■ Excerpt provided ■
* * * * *

So, when the GDP back-series data was presented to the public – this is when the NDA’s growth numbers first rose above those of both UPA-1 and UPA-2 – this was done by Niti Aayog instead of the official statisticians. To quote the press release of the 108 academics, Niti is “an advisory body which had hitherto no expertise in statistical data collection”. It didn’t help that, while the Sudipto Mundle-panel’s GDP back-series bumped up the UPA-2 average growth to 8% per year, this got lowered to 6.7% in the revised back-series versus the Modi government’s average of 7.35%.

If the official statisticians had been handling various briefings instead of Niti Aayog, the public perception could possibly have been different and the nub of the allegation, that of political manipulation, could probably have nipped in the bud since the rebasing exercise which led to the change in GDP growth rates – the base year was changed from 2004-05 to 2011-12 – was set in motion by the UPA. The methodology for this was also approved by the UPA; that the numbers came out when Modi was in power is just a coincidence.

* * * * *

■ Problem set ■
**a.** According to the passage on the GDP back-series, which body presented the back-series data to the public instead of the official statisticians?
**b.** Write the next part of the passage on the GDP back-series, continuing after its final sentence.
The items that come next are separate material, not part of the passage on the GDP back-series.

Region annotation items

* * * * *

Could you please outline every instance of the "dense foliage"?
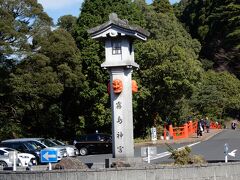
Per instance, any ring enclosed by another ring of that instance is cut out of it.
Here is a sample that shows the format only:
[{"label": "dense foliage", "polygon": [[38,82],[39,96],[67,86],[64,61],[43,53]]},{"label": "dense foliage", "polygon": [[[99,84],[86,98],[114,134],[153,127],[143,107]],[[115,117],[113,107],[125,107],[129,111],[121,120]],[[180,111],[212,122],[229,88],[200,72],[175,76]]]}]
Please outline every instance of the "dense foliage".
[{"label": "dense foliage", "polygon": [[85,0],[80,10],[53,30],[37,0],[0,0],[0,139],[111,133],[104,46],[87,33],[111,12],[150,32],[135,42],[135,136],[168,120],[240,115],[238,1]]},{"label": "dense foliage", "polygon": [[239,78],[239,0],[182,1],[176,9],[190,34],[201,41],[200,56],[212,61],[215,70],[227,70]]}]

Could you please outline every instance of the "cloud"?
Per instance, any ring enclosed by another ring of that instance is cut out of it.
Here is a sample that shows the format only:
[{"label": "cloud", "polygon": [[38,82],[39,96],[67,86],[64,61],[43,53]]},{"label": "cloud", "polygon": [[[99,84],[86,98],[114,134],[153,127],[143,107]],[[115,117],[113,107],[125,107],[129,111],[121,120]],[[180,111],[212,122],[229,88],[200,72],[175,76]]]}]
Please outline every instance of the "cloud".
[{"label": "cloud", "polygon": [[83,0],[38,0],[45,10],[59,10],[72,6],[80,7]]}]

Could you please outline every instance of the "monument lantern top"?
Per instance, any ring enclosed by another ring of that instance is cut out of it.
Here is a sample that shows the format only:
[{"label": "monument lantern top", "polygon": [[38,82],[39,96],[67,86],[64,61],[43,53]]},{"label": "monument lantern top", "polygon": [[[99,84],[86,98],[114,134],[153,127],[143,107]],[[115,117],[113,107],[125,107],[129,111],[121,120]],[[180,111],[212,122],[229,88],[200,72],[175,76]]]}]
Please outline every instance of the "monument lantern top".
[{"label": "monument lantern top", "polygon": [[102,40],[107,37],[130,36],[146,41],[149,32],[141,27],[129,25],[127,20],[121,20],[117,14],[111,13],[109,21],[88,30],[93,39]]},{"label": "monument lantern top", "polygon": [[149,32],[141,27],[128,24],[127,20],[121,20],[117,14],[111,13],[109,21],[88,30],[93,39],[105,43],[105,62],[101,64],[103,68],[116,67],[139,67],[134,62],[133,40],[147,40]]}]

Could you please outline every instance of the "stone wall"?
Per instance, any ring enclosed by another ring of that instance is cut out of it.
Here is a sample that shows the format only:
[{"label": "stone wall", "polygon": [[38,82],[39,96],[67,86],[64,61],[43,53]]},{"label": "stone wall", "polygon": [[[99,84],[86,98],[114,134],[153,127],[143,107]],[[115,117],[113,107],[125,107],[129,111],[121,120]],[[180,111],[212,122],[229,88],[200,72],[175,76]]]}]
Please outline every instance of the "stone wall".
[{"label": "stone wall", "polygon": [[1,171],[0,180],[239,180],[240,162],[96,170]]}]

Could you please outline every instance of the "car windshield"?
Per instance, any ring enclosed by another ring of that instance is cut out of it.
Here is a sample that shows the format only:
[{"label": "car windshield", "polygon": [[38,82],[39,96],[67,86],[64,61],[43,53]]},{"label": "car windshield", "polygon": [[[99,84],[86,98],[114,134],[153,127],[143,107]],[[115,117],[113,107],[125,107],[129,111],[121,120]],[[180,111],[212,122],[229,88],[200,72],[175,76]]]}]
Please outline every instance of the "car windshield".
[{"label": "car windshield", "polygon": [[8,151],[8,152],[9,152],[9,151],[16,151],[16,150],[10,149],[10,148],[6,148],[5,150]]},{"label": "car windshield", "polygon": [[29,143],[26,143],[26,146],[30,149],[30,150],[39,150],[39,149],[44,149],[46,148],[44,145],[42,145],[39,142],[36,141],[31,141]]},{"label": "car windshield", "polygon": [[40,139],[40,142],[45,144],[47,147],[53,147],[57,145],[54,142],[50,141],[49,139]]},{"label": "car windshield", "polygon": [[65,144],[59,140],[53,139],[52,141],[57,145],[65,146]]}]

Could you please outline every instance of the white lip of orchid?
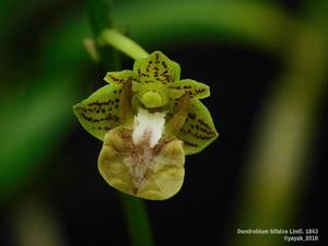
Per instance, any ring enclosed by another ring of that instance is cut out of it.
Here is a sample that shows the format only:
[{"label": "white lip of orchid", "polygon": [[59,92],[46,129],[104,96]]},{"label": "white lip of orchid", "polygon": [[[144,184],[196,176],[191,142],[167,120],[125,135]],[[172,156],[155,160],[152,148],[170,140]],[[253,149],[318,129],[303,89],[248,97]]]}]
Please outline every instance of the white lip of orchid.
[{"label": "white lip of orchid", "polygon": [[139,108],[133,122],[133,144],[148,141],[150,148],[156,145],[164,131],[165,115],[166,113],[149,113],[147,109]]}]

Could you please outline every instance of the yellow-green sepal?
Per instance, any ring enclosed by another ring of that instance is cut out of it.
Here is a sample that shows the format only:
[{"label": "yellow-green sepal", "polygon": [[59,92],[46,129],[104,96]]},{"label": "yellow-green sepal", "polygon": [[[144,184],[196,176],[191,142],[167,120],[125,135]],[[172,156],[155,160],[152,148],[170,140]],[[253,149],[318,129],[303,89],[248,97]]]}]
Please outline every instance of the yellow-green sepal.
[{"label": "yellow-green sepal", "polygon": [[184,94],[190,98],[204,98],[210,95],[210,86],[195,80],[180,80],[167,86],[171,98],[179,98]]},{"label": "yellow-green sepal", "polygon": [[120,85],[108,84],[73,106],[83,128],[102,141],[108,130],[119,125],[120,94]]},{"label": "yellow-green sepal", "polygon": [[190,99],[188,116],[181,129],[176,132],[177,139],[184,141],[186,154],[202,151],[218,138],[219,133],[208,108],[197,98]]},{"label": "yellow-green sepal", "polygon": [[172,83],[180,79],[180,66],[163,52],[154,51],[147,58],[134,61],[133,72],[140,83]]},{"label": "yellow-green sepal", "polygon": [[112,84],[124,85],[125,83],[136,79],[136,74],[131,70],[122,70],[119,72],[107,72],[104,80]]}]

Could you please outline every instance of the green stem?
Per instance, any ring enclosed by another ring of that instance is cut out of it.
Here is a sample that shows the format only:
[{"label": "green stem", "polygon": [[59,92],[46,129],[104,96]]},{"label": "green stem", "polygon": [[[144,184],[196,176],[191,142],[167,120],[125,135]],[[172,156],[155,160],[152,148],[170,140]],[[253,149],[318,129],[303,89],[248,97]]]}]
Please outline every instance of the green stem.
[{"label": "green stem", "polygon": [[[124,51],[134,59],[148,56],[141,47],[129,38],[114,30],[107,30],[112,26],[109,19],[112,14],[109,11],[112,9],[110,7],[109,1],[87,0],[87,8],[95,39],[101,39],[101,45],[109,44],[114,48]],[[99,55],[106,71],[120,69],[118,56],[112,47],[101,46]],[[143,200],[128,197],[124,194],[120,194],[119,196],[131,245],[153,246],[152,230]]]},{"label": "green stem", "polygon": [[99,44],[110,45],[134,60],[149,56],[143,48],[116,30],[105,30],[99,37]]}]

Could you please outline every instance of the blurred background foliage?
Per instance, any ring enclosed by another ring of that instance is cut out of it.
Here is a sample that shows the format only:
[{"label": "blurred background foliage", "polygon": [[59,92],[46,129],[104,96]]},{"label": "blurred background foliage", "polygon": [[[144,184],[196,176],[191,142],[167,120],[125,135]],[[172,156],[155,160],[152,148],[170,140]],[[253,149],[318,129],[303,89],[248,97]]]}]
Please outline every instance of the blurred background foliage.
[{"label": "blurred background foliage", "polygon": [[82,45],[87,4],[1,0],[0,244],[283,245],[236,229],[324,231],[327,1],[110,2],[114,27],[211,86],[221,137],[187,159],[176,197],[145,203],[153,243],[143,204],[102,180],[101,142],[71,110],[104,84]]}]

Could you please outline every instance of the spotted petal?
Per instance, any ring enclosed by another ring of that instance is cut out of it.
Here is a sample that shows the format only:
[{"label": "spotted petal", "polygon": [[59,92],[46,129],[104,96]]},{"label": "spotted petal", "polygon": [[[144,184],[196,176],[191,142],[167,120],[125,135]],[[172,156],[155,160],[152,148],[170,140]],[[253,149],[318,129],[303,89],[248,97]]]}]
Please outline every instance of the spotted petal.
[{"label": "spotted petal", "polygon": [[199,99],[191,99],[187,119],[176,133],[184,141],[186,154],[196,154],[218,138],[212,117]]},{"label": "spotted petal", "polygon": [[[181,188],[185,176],[183,142],[163,136],[152,151],[132,143],[132,129],[106,133],[98,169],[114,188],[140,198],[164,200]],[[144,155],[144,153],[147,153]]]},{"label": "spotted petal", "polygon": [[169,96],[178,98],[184,94],[189,95],[190,98],[204,98],[210,95],[210,87],[203,83],[195,80],[180,80],[167,86]]},{"label": "spotted petal", "polygon": [[141,83],[166,84],[180,79],[180,66],[161,51],[154,51],[147,58],[136,60],[133,72]]},{"label": "spotted petal", "polygon": [[108,84],[73,107],[84,129],[102,141],[108,130],[119,125],[120,94],[119,85]]},{"label": "spotted petal", "polygon": [[122,70],[119,72],[107,72],[104,80],[112,84],[124,85],[129,81],[136,79],[134,73],[131,70]]}]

* * * * *

■ Per-task outputs ■
**a.** Niti Aayog.

**b.**
It is certainly difficult to understand how GDP growth of 9.3% in FY06, for instance, became 7.9% in the rebasing exercise; in overall terms, the rebasing lowered UPA-1’s GDP growth from 8.1% to 6.7%. But it can surely be argued that this exercise also significantly raised GDP growth in FY13 and FY14 – from an average of 4.9% to 6% – which were UPA years. And while the academics argue the revisions “did not square with related macro-aggregates”, it is possible to argue that the fall in WPI in these years boosted growth numbers. And while the much lower credit growth in the NDA years as compared to the UPA’s is seen as clinching the argument that the new GDP numbers are incorrect – if credit growth slows, how can GDP grow faster? – the argument is less convincing once you factor in the much lower inflation in the NDA years. As compared to 6.9% in UPA-2, WPI grew a mere 0.6% in the NDA period.

A similar argument is made by the academics about FY17 – the demonetization year – where GDP growth estimates were raised from 7.1% to 8.2% between January 2018 and January 2019. This does seem like the statistical system being manipulated since a higher growth – the highest since FY11 – would suggest demonetization didn’t hit economic growth. But keep in mind that this is also a year in which passenger vehicle sales grew at 30.5%, and two-wheelers at 6.9% versus 27.9% and 3% in the previous year; also, demonetization took place only in November, so the major part of the year was over before its impact could be felt. Indeed, FY18 GDP growth fell to 7.2%, which is consistent with the lagged impact of demonetization.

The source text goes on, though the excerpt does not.